### What is being asked
Copy out the material below verbatim, beginning at the line that contains "TARGET: water surface" and continuing through the final line of the material.

(Pointing records)
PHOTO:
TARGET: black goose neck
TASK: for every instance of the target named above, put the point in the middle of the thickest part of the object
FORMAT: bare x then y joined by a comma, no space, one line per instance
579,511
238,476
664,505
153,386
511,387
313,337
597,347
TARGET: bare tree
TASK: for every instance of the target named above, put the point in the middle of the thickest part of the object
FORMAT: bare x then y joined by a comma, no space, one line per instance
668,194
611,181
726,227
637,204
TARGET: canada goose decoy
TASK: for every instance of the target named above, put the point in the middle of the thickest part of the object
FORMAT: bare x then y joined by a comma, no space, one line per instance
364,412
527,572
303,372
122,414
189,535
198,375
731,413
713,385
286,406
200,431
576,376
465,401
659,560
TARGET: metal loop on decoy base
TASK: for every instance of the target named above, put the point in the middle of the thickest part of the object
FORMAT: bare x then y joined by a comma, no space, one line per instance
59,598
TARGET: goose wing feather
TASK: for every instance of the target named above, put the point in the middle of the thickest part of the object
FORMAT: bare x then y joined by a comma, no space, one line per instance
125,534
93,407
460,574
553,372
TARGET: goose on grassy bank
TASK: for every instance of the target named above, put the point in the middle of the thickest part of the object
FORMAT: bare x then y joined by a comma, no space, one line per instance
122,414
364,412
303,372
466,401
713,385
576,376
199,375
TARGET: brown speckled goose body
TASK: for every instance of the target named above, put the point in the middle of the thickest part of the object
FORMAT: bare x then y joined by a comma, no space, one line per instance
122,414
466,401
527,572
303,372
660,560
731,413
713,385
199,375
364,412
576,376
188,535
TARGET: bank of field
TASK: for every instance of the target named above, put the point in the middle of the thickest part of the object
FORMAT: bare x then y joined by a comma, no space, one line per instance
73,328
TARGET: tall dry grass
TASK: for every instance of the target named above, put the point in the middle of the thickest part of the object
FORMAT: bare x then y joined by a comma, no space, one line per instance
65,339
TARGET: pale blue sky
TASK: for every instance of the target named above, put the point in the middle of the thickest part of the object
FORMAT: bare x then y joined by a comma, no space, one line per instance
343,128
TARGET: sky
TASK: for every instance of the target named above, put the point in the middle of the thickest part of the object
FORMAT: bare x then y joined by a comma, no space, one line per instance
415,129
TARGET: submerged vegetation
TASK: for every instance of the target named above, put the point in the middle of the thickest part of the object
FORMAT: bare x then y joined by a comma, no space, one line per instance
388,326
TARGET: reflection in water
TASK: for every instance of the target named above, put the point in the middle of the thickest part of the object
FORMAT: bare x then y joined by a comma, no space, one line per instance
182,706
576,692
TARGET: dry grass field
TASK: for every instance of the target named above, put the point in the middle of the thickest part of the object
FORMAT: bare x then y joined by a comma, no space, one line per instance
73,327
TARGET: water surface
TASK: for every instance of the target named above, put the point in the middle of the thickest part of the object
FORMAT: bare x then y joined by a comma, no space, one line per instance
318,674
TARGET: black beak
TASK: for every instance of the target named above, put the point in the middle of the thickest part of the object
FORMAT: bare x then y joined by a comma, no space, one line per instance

### Result of the exercise
TARGET: water surface
TASK: for every instance of the target named above, put the point in the middle of the thickest part of the object
FORMAT: bare x then y joined by a comma, no space, one line per instance
318,674
TARGET: black beak
TASK: for every instance of the target named above, put the point in the middle of the thickest part of the object
FORMAT: bare x then y joined by a comma, no space, one line per instance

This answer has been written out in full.